— DATA EXCERPTS —

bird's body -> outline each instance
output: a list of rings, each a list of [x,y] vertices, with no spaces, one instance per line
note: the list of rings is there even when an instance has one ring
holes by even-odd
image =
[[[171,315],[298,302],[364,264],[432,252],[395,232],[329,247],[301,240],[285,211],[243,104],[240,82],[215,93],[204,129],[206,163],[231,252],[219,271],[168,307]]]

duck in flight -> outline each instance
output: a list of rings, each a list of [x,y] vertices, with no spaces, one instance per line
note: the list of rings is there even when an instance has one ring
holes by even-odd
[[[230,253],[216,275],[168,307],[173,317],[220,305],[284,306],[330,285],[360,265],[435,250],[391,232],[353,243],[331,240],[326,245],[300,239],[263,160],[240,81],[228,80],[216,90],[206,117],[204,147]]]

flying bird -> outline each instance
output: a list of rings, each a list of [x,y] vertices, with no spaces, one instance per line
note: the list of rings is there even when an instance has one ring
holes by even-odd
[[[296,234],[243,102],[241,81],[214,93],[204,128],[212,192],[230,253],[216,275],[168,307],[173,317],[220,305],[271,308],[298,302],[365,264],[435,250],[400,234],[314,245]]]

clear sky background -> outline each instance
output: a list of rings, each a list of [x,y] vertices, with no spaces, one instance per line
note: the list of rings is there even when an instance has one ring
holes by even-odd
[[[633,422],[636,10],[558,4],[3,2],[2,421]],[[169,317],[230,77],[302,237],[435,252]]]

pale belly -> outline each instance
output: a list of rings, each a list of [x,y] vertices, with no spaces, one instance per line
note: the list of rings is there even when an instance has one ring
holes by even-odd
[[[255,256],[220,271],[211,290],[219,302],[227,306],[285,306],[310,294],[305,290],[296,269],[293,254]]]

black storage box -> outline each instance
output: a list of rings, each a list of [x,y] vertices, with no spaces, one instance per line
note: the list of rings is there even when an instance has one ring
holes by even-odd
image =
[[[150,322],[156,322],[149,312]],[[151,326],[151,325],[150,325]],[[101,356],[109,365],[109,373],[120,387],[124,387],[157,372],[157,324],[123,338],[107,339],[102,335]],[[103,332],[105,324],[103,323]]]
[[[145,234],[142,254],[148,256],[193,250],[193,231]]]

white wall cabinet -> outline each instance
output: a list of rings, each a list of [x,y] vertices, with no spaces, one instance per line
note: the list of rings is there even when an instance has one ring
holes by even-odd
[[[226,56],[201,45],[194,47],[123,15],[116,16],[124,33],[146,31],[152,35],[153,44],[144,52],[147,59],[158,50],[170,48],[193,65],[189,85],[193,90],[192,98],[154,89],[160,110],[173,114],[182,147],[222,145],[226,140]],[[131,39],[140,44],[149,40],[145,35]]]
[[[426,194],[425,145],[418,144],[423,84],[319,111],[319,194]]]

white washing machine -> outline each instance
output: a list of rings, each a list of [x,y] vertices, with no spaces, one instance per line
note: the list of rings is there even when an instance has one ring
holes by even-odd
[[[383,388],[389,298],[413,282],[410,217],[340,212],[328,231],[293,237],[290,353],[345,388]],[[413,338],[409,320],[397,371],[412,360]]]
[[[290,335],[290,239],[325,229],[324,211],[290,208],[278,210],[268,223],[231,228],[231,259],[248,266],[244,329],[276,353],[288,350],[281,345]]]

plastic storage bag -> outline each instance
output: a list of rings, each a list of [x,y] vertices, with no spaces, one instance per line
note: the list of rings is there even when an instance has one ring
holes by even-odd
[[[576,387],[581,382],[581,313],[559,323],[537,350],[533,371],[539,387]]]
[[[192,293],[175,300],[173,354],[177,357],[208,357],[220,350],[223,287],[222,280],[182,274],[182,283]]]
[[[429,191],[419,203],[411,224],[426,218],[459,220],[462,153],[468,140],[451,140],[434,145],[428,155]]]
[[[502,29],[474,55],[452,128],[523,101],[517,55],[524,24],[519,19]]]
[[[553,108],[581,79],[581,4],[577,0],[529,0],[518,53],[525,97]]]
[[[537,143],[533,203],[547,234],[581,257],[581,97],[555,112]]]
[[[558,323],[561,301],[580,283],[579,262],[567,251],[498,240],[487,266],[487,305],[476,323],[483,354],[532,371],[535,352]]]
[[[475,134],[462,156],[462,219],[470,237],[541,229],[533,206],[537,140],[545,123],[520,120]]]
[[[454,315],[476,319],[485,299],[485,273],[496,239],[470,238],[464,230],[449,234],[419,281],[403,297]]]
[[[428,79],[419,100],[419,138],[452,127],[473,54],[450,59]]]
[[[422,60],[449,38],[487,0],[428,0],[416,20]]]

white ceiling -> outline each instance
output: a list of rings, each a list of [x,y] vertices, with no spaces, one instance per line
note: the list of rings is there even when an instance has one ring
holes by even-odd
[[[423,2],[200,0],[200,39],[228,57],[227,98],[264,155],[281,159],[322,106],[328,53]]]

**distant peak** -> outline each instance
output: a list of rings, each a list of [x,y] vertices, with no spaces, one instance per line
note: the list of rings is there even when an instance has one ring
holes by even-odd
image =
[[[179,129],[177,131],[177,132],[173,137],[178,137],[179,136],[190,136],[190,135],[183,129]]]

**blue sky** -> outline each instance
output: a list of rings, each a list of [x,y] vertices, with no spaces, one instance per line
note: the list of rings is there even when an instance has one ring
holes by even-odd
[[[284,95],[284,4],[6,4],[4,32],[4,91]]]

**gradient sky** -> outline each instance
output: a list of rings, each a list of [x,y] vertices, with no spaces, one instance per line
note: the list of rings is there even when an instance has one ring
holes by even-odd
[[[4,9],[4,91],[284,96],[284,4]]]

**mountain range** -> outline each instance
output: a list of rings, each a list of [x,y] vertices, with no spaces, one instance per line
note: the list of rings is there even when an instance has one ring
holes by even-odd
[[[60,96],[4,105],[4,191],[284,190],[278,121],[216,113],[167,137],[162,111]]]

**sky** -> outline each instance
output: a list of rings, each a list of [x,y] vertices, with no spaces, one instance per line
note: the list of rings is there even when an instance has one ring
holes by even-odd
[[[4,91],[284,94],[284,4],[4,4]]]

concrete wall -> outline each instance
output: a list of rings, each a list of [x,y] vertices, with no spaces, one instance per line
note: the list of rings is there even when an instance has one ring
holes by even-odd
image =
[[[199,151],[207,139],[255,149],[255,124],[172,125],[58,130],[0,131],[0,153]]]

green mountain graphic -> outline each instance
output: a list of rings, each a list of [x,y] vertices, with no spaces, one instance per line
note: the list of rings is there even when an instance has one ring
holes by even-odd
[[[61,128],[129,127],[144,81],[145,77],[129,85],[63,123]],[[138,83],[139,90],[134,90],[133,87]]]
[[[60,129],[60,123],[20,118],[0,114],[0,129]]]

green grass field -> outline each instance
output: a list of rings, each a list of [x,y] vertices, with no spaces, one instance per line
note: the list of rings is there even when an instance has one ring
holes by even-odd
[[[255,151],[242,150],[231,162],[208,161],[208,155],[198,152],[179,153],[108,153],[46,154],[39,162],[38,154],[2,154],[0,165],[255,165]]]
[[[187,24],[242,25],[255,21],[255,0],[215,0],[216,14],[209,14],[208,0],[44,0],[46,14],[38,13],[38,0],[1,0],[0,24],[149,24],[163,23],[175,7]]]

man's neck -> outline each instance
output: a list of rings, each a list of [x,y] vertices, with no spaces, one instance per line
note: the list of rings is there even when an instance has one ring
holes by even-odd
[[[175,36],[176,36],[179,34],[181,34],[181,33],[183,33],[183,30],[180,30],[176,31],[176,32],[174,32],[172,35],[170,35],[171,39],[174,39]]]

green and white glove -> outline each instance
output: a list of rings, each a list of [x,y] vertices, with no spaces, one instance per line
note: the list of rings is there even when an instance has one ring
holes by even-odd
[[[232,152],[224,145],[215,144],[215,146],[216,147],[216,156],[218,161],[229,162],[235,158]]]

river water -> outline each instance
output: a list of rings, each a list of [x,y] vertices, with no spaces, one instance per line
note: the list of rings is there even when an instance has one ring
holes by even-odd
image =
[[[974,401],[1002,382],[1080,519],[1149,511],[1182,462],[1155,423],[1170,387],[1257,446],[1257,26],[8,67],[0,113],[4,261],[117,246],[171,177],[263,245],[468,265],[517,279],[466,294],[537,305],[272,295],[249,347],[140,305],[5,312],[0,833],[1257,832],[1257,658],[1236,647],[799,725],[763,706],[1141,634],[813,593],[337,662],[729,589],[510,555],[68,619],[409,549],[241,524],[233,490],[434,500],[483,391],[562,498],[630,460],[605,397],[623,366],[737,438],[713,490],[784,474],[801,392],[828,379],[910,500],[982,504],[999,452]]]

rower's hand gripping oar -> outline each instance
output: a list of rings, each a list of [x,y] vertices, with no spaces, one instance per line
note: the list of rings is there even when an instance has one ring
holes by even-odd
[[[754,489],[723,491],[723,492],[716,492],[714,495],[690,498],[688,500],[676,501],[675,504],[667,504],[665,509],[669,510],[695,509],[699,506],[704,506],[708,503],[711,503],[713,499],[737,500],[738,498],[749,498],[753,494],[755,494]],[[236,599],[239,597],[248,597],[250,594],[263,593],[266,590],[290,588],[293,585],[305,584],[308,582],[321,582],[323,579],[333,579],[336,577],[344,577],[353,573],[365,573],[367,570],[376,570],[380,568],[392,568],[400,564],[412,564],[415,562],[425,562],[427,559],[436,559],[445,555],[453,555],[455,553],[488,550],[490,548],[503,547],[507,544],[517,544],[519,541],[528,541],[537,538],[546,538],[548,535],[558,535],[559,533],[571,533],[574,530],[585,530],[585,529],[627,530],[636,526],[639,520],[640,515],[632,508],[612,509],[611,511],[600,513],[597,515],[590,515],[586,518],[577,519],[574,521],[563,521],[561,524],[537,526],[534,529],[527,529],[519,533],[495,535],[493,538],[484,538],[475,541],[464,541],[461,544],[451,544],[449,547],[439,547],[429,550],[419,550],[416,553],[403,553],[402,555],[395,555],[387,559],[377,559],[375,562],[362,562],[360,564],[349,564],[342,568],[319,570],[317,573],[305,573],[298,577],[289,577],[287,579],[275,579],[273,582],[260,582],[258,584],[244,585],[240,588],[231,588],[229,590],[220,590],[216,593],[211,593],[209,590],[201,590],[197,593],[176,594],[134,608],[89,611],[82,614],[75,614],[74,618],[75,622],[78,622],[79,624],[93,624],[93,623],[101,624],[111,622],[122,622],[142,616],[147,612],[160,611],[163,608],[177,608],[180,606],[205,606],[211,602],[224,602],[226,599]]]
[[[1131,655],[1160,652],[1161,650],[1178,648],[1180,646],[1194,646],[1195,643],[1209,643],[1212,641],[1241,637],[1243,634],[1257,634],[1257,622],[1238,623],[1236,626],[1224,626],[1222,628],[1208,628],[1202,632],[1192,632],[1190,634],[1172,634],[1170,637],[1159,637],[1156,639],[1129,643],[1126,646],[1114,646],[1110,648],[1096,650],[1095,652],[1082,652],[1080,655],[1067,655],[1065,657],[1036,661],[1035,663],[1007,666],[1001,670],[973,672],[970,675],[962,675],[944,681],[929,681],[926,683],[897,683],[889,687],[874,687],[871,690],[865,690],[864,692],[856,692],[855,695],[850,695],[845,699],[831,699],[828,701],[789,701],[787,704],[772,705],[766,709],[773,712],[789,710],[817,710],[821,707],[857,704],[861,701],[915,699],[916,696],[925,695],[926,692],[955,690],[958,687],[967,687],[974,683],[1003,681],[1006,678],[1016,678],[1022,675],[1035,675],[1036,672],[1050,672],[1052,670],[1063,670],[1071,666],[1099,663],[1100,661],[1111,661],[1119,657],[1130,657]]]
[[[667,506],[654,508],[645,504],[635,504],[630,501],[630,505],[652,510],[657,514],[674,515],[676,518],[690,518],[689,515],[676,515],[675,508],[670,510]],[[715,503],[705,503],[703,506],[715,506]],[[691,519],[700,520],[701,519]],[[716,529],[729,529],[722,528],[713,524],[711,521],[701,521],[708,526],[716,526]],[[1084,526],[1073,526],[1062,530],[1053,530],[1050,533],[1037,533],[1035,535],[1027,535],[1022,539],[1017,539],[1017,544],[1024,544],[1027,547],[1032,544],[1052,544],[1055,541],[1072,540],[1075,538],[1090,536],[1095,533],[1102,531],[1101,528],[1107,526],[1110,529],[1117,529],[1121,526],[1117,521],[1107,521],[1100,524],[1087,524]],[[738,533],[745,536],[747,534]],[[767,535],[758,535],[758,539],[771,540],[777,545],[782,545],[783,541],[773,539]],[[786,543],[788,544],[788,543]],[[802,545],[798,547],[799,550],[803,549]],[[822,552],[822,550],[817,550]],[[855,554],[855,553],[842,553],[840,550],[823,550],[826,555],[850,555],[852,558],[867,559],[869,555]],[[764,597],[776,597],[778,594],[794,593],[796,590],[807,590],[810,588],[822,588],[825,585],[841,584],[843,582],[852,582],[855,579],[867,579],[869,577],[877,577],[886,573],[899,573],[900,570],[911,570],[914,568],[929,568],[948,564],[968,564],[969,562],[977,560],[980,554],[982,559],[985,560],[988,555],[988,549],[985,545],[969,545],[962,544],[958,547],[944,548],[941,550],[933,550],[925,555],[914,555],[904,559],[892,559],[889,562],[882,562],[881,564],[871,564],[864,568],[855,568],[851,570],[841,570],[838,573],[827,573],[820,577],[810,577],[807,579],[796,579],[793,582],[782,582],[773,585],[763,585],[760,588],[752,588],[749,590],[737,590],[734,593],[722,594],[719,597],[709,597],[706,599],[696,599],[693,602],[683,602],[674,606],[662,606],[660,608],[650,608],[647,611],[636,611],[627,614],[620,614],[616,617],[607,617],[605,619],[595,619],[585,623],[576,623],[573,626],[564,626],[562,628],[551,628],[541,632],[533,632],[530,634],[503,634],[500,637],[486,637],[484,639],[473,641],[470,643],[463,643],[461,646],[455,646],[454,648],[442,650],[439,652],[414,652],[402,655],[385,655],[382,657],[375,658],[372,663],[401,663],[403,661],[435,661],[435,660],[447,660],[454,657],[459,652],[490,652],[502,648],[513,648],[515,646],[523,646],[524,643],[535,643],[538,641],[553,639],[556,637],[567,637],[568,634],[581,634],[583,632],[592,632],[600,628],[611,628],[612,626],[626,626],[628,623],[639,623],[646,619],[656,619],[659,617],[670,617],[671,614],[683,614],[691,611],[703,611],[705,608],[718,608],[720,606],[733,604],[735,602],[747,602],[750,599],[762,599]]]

— WHAT IS REQUIRED —
Starting at the row that contains "pale belly -> outline each instance" and ending at the row that contains "[[[145,234],[142,254],[148,256],[193,250],[193,231]]]", rewrite those lines with "outline" switched to "trace" and everything else unchanged.

— FULL OUTPUT —
pale belly -> trace each instance
output: a list of rings, each a list of [x,y] vertices, with no spaces, one instance per line
note: the list of rings is there even when an instance has one ring
holes by even-odd
[[[255,256],[220,271],[211,290],[219,302],[227,306],[285,306],[310,294],[305,290],[296,269],[293,254]]]

black storage box -> trace each instance
output: a list of rings, each a list of [x,y] vertices, with no spaces, one instance per line
note: the list of rings is there even when an instance has one ring
holes by even-odd
image =
[[[150,322],[156,322],[149,312]],[[151,326],[151,325],[150,325]],[[101,356],[109,365],[109,373],[120,387],[124,387],[157,372],[157,324],[123,338],[107,339],[102,335]],[[103,332],[105,324],[103,323]]]
[[[145,234],[142,254],[148,256],[193,250],[193,231]]]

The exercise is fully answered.